• _Exercise directions_: Copy each line of the following records word for word, with no changes.

• _Source data_:
****

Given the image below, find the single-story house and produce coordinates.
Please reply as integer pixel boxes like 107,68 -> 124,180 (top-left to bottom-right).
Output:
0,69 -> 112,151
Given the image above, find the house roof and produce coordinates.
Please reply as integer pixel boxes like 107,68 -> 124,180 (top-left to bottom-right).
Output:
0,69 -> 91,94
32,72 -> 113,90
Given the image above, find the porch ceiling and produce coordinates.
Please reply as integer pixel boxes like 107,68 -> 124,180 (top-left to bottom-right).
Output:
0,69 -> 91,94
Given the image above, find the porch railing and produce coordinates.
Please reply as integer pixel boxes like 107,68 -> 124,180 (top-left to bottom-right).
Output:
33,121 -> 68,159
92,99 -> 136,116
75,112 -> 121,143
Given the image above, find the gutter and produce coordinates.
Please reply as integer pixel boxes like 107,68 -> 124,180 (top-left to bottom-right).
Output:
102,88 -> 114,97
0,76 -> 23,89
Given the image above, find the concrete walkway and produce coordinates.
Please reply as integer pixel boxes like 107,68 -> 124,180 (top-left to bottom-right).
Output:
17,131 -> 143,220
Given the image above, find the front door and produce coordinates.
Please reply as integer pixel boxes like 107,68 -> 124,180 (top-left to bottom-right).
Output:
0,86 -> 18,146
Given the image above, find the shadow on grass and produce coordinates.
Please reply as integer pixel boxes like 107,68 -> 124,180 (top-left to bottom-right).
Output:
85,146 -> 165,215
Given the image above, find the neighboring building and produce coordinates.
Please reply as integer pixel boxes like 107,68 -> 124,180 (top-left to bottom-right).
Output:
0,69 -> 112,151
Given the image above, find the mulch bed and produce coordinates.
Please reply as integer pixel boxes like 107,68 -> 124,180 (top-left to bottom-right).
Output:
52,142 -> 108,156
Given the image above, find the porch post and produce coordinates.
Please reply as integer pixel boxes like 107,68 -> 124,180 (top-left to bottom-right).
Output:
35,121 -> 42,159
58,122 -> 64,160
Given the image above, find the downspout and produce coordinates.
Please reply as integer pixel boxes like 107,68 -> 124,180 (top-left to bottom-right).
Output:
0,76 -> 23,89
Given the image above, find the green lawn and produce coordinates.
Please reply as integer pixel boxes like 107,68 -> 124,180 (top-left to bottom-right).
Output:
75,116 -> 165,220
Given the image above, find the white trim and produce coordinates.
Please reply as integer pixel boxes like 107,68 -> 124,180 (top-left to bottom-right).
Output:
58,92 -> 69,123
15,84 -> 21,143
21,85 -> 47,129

****

• _Exercise output_:
Given the image below, find the single-story house and produce coordinates.
Please reply as integer pixel boxes like 107,68 -> 124,180 (top-left to bottom-right).
Output:
0,69 -> 112,151
Given the image above, find the house roof and produce coordinates.
Please reply as integer pixel boxes like 107,68 -> 124,180 (top-left to bottom-right).
Output:
0,69 -> 91,94
32,72 -> 113,90
Given the image above, find the porch ceiling and produce coordinates.
Please reply as integer pixel boxes like 107,68 -> 124,180 (top-left to bottom-right).
Output:
0,69 -> 91,94
Given the image above, find the porch railing and produce coordinates.
Please reply as integer pixel boxes like 107,68 -> 124,180 (top-left to bottom-right).
Output:
33,121 -> 68,159
92,99 -> 136,116
75,112 -> 121,143
Given the image above, find the gutter and produce coordinates.
Please reply as integer pixel boxes like 107,68 -> 124,180 (top-left to bottom-right).
Output:
102,88 -> 114,97
0,76 -> 23,89
Given the image above, find the concrete walkway and produce coordinates.
Please reply as integer pixel boxes like 107,68 -> 124,180 (top-left to bottom-right).
Output:
17,131 -> 143,220
Given the image above, find the front door and produce coordinates.
Please reply as integer pixel boxes like 107,68 -> 124,180 (top-left to bottom-right).
Output:
0,86 -> 18,146
Given the image above, find the shadow on grass and produce coordinates.
Please reply as integer pixel boxes like 107,68 -> 124,180 (top-left to bottom-right).
Output:
85,146 -> 165,215
Given the image above, find the neighboring building and produce coordinates.
Please reply as integer pixel boxes like 107,68 -> 124,180 (top-left to bottom-right).
Output:
0,69 -> 112,151
Given the image above, find the mulch bed and produce coordinates.
Please reply as integer pixel boxes like 107,68 -> 124,180 (top-left to bottom-right).
Output:
52,142 -> 108,156
Given the image above, find the porch post and produce coordinates.
Please reply as integer pixel boxes like 107,68 -> 124,180 (top-left to bottom-right).
Output:
35,121 -> 42,159
58,122 -> 64,160
Given the image above, find the downspout and produce coordinates.
Please reply as integer pixel boxes like 107,68 -> 124,180 (top-left to bottom-right).
Output:
0,76 -> 23,89
Given the image above, find the green lawn and produce coordinates.
Please reply as integer pixel boxes like 107,68 -> 124,180 (top-left to bottom-right).
Output:
75,116 -> 165,220
Given the image above, find the white trim and produce coordinates.
Please reply as integer pixel boxes like 107,68 -> 124,180 (top-left to bottom-right).
Output:
58,92 -> 69,123
15,84 -> 21,143
21,85 -> 47,129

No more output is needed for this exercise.